Task to carry out: Please pick out every line of the entries below that contains the string "stool", and copy each of those lines in full.

Data in this exercise:
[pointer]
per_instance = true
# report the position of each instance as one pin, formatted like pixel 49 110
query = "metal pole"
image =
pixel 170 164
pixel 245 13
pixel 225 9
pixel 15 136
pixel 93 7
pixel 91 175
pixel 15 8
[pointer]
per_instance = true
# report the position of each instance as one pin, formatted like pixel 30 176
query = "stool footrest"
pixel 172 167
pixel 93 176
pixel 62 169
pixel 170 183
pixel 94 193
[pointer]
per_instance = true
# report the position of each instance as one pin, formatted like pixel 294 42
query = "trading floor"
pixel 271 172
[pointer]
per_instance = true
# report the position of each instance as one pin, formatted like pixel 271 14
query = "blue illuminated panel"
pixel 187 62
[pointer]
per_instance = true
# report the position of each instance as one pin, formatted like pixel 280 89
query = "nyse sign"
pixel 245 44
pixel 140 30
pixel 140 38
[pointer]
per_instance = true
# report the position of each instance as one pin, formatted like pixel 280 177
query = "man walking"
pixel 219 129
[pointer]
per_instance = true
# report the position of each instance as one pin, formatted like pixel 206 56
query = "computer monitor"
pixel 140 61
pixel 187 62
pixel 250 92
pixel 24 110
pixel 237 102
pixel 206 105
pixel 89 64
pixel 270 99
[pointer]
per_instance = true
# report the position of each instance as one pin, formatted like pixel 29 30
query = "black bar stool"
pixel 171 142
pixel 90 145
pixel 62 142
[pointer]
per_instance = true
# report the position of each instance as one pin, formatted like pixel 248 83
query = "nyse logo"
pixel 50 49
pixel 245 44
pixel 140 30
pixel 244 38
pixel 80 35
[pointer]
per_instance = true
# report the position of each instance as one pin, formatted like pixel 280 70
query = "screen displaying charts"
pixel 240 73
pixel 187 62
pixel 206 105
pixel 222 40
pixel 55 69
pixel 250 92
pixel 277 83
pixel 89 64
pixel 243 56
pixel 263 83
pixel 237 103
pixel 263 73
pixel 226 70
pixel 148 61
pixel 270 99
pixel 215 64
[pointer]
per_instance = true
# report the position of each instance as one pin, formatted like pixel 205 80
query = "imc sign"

...

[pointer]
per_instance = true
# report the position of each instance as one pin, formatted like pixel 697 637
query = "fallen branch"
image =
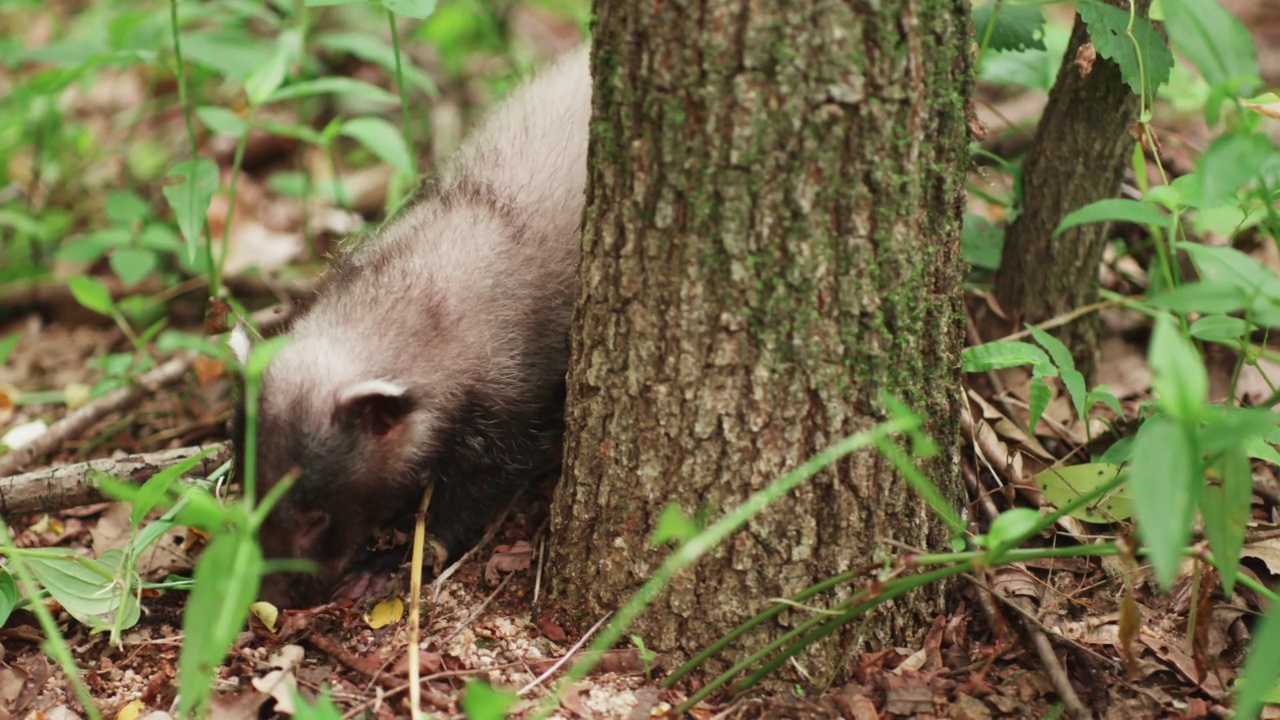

Answer for this exercise:
query = "stool footrest"
query = "black bar stool"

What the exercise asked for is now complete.